## Task prompt:
Reading the records beneath this task, work out how many lines contain the word "surface" and reply with only that number.
:::::
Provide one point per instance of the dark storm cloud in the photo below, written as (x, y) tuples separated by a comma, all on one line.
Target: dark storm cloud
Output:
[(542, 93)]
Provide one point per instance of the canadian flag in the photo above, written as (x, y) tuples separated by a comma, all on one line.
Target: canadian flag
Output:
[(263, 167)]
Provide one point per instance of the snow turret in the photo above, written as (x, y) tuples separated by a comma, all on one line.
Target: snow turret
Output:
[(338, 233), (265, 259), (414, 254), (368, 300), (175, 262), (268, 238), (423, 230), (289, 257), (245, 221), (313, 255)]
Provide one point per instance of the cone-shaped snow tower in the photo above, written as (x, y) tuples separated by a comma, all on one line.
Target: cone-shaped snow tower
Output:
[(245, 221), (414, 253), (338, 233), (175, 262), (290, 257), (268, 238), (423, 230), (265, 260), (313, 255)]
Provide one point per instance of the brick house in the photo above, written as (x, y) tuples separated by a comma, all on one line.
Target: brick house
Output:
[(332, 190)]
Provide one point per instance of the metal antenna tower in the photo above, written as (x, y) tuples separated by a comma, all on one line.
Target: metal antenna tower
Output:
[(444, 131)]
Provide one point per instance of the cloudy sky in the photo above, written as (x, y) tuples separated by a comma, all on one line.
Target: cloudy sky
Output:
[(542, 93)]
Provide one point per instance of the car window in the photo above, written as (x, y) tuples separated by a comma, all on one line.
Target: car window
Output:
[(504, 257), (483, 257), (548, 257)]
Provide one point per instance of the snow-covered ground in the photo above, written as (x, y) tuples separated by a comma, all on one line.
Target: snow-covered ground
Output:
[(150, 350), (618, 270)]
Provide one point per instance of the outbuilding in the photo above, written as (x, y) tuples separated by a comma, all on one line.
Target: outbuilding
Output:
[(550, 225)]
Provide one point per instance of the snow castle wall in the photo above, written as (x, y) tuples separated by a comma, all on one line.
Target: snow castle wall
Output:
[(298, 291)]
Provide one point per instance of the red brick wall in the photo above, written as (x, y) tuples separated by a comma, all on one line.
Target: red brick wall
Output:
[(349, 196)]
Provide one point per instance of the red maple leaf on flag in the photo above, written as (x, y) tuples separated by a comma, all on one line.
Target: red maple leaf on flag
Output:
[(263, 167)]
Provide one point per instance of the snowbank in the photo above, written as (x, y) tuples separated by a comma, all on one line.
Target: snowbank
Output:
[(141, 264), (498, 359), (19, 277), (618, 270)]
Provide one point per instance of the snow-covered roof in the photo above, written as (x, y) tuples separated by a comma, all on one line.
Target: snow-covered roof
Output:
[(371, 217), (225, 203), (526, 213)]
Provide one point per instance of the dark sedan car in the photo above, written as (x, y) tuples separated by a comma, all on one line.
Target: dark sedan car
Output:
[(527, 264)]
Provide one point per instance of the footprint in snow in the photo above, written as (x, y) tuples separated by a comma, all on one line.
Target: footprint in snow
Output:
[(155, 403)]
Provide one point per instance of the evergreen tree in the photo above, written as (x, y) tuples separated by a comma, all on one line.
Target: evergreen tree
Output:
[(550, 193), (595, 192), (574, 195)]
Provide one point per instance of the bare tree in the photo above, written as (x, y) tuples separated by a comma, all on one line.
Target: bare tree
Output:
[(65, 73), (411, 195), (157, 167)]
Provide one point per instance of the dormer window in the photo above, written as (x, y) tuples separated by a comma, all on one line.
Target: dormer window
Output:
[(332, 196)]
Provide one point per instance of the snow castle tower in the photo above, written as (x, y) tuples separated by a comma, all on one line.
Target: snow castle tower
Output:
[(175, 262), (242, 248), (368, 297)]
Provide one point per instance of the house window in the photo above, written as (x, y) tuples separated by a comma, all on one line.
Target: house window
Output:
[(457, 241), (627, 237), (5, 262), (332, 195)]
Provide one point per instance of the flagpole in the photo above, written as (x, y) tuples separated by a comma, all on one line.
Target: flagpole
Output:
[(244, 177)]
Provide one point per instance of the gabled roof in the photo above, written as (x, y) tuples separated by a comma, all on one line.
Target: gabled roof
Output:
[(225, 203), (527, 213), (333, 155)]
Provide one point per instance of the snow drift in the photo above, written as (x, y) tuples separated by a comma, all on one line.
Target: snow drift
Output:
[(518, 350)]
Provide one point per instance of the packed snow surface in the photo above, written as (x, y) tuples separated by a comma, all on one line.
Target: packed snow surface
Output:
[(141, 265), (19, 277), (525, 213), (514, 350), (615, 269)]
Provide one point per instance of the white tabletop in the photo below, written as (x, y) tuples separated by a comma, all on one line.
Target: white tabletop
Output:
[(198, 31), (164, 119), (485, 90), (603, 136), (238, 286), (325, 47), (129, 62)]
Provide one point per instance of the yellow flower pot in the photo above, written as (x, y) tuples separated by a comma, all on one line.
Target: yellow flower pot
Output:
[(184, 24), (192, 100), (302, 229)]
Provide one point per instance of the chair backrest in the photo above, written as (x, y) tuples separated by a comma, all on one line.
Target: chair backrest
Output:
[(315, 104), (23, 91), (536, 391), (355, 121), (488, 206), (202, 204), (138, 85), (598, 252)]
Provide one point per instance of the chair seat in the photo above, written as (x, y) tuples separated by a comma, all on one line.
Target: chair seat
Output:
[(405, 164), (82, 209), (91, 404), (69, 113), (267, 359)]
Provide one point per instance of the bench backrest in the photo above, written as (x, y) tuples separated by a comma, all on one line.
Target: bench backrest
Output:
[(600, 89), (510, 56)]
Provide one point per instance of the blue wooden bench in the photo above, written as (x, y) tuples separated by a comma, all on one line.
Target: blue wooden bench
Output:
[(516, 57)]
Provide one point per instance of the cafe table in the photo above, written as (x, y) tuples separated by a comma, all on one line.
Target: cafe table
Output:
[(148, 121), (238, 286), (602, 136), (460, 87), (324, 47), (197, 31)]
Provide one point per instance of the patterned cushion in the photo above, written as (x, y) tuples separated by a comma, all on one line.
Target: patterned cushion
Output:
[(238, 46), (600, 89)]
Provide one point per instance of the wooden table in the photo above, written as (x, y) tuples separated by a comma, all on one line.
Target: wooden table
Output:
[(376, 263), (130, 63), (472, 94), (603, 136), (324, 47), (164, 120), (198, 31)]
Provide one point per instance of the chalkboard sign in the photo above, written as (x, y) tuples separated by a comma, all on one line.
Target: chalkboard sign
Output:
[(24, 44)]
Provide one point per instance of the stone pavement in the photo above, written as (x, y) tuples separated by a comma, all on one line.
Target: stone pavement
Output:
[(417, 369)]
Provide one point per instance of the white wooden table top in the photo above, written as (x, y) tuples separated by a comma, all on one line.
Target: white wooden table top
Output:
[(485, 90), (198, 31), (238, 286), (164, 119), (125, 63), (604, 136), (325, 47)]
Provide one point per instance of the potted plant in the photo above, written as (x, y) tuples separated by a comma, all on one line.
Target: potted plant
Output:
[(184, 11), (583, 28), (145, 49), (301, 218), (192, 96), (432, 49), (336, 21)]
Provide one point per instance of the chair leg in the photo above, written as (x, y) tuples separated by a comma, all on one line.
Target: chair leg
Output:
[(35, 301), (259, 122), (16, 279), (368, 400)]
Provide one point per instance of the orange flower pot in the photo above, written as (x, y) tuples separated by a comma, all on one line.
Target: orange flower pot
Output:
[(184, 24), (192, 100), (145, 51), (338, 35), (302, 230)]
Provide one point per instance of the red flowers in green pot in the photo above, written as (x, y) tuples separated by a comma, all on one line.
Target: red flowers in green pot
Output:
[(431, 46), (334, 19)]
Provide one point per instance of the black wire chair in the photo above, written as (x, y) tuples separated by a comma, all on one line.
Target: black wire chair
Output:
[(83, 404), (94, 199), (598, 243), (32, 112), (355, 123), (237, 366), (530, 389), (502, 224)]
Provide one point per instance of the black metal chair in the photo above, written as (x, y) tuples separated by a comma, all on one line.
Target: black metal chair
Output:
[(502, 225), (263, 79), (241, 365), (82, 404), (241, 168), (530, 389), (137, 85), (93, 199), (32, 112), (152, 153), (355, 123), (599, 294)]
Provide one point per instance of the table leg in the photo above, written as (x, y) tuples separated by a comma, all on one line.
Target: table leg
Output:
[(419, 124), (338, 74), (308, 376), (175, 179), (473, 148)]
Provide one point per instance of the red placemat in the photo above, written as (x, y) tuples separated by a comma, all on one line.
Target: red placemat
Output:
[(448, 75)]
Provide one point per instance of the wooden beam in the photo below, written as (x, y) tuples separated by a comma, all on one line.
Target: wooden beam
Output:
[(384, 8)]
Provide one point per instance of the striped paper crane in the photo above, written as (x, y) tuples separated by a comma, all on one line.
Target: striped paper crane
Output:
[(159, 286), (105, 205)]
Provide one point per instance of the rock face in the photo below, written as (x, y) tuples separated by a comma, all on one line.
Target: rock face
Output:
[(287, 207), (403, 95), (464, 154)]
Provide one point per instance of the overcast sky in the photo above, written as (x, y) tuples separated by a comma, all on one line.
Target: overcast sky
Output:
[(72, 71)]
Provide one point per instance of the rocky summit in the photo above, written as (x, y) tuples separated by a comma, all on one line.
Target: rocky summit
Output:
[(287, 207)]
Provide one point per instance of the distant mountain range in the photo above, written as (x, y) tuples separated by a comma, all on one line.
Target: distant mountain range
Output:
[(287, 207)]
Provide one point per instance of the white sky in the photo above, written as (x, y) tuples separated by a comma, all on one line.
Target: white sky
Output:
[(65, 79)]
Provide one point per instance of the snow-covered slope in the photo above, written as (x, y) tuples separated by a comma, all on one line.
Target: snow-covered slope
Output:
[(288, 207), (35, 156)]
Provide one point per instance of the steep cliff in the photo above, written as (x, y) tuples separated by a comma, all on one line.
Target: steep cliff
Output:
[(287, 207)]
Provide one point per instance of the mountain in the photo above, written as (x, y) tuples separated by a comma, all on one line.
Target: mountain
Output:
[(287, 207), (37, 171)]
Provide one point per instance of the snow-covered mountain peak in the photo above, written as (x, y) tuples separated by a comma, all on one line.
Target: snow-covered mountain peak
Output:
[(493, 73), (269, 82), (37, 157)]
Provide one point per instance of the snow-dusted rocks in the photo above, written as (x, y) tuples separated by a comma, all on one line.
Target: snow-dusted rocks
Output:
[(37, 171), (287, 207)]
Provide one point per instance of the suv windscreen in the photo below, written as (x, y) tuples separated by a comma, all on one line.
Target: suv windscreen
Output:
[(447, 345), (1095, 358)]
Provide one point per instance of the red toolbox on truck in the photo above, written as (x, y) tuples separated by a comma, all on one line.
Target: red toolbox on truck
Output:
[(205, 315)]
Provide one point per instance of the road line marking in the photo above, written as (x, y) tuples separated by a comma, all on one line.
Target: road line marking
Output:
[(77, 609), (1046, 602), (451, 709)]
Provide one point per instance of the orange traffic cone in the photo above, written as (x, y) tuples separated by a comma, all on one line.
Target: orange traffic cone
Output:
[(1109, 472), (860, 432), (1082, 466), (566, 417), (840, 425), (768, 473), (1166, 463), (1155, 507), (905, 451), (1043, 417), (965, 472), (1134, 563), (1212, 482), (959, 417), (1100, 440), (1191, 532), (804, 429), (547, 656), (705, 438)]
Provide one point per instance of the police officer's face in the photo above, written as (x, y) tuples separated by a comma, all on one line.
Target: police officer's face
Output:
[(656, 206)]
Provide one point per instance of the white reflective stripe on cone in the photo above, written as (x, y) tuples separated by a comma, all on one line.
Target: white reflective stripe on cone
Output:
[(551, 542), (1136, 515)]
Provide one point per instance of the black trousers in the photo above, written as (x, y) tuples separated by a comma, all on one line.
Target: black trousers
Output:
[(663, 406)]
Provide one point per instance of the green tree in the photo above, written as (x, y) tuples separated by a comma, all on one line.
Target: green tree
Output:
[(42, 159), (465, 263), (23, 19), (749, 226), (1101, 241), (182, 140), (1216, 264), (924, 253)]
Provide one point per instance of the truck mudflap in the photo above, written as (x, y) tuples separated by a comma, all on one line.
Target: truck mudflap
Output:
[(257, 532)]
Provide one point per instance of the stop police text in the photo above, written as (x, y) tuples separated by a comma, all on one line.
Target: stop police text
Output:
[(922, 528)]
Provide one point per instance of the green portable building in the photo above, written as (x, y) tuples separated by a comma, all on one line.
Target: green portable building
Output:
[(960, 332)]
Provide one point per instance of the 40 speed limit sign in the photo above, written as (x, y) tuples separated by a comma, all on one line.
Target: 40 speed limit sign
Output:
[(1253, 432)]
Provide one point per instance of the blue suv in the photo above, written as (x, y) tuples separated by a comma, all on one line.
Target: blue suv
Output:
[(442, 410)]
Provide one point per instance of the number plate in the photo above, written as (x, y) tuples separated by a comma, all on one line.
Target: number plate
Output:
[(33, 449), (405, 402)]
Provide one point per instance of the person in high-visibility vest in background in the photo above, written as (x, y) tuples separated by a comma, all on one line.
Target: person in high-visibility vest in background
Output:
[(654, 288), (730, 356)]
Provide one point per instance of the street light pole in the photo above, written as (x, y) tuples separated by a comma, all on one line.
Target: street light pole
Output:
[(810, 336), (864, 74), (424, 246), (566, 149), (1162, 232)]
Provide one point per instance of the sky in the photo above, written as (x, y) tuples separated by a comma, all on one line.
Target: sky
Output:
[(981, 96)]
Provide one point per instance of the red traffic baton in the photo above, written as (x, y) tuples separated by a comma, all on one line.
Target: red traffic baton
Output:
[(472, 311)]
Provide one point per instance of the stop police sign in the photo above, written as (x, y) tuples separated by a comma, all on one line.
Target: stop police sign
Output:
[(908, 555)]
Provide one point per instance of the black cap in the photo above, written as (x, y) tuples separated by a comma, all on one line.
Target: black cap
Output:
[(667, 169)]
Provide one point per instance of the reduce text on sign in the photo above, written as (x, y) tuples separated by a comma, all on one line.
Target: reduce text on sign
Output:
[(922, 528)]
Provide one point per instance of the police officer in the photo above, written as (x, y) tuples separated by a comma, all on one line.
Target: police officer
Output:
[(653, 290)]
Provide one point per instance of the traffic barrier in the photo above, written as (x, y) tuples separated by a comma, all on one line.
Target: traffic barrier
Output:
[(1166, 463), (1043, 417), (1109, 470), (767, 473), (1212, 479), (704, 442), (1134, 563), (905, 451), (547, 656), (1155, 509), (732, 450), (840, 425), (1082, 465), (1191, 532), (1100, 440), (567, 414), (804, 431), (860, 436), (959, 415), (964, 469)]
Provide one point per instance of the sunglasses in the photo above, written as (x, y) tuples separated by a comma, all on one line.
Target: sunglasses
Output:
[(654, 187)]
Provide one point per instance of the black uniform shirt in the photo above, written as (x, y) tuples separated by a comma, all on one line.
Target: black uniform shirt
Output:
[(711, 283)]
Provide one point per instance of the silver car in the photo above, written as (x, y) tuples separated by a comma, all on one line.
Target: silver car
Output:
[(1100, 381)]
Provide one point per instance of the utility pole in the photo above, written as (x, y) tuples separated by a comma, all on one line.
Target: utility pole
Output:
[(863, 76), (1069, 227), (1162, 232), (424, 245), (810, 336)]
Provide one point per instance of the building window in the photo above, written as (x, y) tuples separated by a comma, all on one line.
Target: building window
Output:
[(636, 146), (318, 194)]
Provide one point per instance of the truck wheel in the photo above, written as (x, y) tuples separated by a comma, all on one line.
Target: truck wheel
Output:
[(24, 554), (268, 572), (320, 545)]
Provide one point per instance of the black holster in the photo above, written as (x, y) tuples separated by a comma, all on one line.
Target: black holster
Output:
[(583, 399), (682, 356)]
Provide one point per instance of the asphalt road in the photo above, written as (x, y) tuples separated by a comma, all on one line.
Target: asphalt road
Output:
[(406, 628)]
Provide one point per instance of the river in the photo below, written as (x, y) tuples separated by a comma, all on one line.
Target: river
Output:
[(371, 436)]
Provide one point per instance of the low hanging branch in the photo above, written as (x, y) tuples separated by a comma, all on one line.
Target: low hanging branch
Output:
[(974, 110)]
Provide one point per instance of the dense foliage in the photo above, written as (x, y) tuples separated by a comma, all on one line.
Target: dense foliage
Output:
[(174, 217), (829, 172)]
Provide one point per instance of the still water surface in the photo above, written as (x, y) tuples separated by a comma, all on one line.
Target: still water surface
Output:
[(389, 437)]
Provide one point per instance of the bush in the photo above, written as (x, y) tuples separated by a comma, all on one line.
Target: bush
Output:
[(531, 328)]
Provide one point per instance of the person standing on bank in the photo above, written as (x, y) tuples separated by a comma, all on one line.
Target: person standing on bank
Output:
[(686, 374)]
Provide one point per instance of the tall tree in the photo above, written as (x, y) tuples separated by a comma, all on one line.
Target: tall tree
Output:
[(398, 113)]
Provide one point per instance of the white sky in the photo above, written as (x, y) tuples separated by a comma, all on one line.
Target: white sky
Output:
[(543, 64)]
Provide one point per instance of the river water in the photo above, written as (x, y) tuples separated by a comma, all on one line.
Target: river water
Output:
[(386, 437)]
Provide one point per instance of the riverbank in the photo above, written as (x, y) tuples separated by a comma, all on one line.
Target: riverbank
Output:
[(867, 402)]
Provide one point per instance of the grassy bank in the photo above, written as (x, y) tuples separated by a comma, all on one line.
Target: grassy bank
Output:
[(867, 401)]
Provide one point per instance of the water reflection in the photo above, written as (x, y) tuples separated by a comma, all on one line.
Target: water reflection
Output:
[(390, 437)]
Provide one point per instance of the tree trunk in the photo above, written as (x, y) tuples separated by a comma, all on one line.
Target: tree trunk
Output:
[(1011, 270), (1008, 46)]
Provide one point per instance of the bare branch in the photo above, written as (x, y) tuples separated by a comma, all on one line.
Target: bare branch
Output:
:::::
## Answer space:
4